Keywords: multifunctional; nanomedicine; non-small cell lung cancer; polymer-drug conjugate; polymeric micelles.

Fig. 1.

Drug delivery strategy and characterization of the MMP2-sensitive nanopreparation. (A) Drug delivery strategy. (B) ¹H-NMR of PEG2000-peptide-PTX. Both CDCl₃ (blue) and D₂O (red) were used to determine the chemical structure and nanostructure of the PTX conjugate. (C) TEM. The particle size and morphology of the nanopreparations were analyzed by TEM using negative staining with 1% phosphotungstic acid (PTA). (D) Enzymatic cleavage. To determine the digestion of PEG2000-peptide-PTX (Left) and its nanopreparation (Right), the samples were treated with 5 ng/µL MMP2 followed by TLC and Dragendorff’s reagent staining.

Fig. 2.

### TASK GOAL
Can you echo the whole nanopreparation text back word for word? These entries come from a separate source.

### Natural-language object grounding data
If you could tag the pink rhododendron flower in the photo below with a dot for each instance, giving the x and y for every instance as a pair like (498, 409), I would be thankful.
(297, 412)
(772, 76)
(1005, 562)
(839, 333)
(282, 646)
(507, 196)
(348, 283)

...

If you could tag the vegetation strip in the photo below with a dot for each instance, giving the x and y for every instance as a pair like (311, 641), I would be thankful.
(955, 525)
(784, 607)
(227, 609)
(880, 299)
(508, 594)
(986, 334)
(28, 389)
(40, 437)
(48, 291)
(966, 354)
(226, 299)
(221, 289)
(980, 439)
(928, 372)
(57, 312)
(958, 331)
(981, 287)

### FINISHED TASK
Keywords: multifunctional; nanomedicine; non-small cell lung cancer; polymer-drug conjugate; polymeric micelles.

Fig. 1.

Drug delivery strategy and characterization of the MMP2-sensitive nanopreparation. (A) Drug delivery strategy. (B) ¹H-NMR of PEG2000-peptide-PTX. Both CDCl₃ (blue) and D₂O (red) were used to determine the chemical structure and nanostructure of the PTX conjugate. (C) TEM. The particle size and morphology of the nanopreparations were analyzed by TEM using negative staining with 1% phosphotungstic acid (PTA). (D) Enzymatic cleavage. To determine the digestion of PEG2000-peptide-PTX (Left) and its nanopreparation (Right), the samples were treated with 5 ng/µL MMP2 followed by TLC and Dragendorff’s reagent staining.

Fig. 2.